**WORK ITEM**
Copy out all the lines of the data precisely, omitting any pictures.

BEGIN

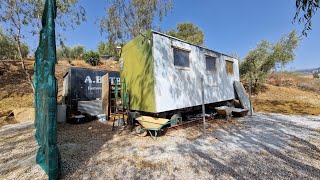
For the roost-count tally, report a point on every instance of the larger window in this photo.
(211, 63)
(181, 57)
(229, 67)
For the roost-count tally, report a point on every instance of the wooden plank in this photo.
(105, 94)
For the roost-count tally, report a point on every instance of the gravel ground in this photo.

END

**EXPECTED ANSWER**
For the roost-count tally, report a point on every instance of the larger window in this photo.
(211, 63)
(181, 57)
(229, 67)
For the roost-count tally, report a point on every instance of the wooden plank in this photo.
(105, 94)
For the roost-count tally, report a point on every instance of the gravel ground in this photo.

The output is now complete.